╭─ Passage to read
German model and beauty pageant titleholder

Sarah-Lorraine Kessel (born 15 November 1992 as Sarah-Lorraine Riek) is a German model and beauty pageant titleholder who was crowned Miss Universe Germany 2015 and represented Germany at the Miss Universe 2015 pageant.

==Career==
Sarah-Lorraine Riek was born in Heidenheim on 15 November 1992. She grew up in South Korea, Malaysia, Sweden and the US before her family moved to a small Bavarian village called Syrgenstein in 2001.

In 2012 Riek was crowned Miss Bavaria and competed in the Miss Germany pageant in Halle. She was awarded Miss Internet by the Miss Germany Organization.

During her reign as Miss Bavaria she worked as an ambassador and founder of an awareness and prevention project for cervical cancer in cooperation with the Euromed clinic in Fürth.
╰─
╭─ Records provided
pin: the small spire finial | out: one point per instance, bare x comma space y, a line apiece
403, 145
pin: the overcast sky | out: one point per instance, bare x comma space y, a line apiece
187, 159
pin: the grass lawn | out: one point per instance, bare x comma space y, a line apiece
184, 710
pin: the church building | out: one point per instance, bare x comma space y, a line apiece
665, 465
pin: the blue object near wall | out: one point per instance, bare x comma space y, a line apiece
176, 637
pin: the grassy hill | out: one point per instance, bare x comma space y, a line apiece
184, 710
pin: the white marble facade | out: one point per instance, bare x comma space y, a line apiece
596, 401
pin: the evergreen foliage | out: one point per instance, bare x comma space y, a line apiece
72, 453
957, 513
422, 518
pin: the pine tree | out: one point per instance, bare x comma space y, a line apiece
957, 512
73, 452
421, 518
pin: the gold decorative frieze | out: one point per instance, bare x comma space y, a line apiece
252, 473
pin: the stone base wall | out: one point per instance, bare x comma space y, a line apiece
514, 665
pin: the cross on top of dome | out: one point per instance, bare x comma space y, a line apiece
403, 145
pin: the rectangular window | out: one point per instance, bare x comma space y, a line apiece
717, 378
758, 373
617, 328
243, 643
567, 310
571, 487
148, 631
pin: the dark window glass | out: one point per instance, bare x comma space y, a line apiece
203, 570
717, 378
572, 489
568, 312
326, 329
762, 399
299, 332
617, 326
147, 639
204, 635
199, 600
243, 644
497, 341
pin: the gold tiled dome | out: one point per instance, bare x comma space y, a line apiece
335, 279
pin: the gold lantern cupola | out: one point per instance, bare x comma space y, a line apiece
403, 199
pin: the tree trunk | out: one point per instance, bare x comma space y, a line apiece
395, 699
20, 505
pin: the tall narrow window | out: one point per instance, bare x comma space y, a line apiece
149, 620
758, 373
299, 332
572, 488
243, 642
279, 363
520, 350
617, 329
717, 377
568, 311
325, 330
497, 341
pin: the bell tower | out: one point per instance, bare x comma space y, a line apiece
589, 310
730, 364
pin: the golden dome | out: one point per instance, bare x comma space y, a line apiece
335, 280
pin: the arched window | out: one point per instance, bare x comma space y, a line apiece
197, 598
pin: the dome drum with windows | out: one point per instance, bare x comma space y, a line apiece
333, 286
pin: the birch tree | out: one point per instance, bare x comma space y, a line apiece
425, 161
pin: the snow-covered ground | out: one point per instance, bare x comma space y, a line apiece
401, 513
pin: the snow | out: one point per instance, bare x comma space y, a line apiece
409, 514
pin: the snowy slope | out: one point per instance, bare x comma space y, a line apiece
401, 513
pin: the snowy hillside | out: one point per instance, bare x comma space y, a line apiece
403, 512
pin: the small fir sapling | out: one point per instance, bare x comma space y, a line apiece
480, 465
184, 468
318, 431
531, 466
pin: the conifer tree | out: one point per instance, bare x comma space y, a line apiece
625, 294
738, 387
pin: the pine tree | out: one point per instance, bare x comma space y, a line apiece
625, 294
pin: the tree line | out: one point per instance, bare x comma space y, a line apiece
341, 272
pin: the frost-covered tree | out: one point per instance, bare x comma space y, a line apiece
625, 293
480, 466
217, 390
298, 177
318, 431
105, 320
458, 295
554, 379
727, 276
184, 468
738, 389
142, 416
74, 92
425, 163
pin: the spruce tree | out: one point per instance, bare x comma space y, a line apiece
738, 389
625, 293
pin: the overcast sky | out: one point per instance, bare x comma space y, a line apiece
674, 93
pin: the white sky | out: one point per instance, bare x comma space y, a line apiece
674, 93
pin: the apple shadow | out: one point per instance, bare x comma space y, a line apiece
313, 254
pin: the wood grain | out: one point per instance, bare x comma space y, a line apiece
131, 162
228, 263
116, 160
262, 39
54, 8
╰─
What you are asked to do:
In the text about Sarah-Lorraine Kessel, which village did her family move to in 2001?

Response area:
Syrgenstein, a small village in Bavaria.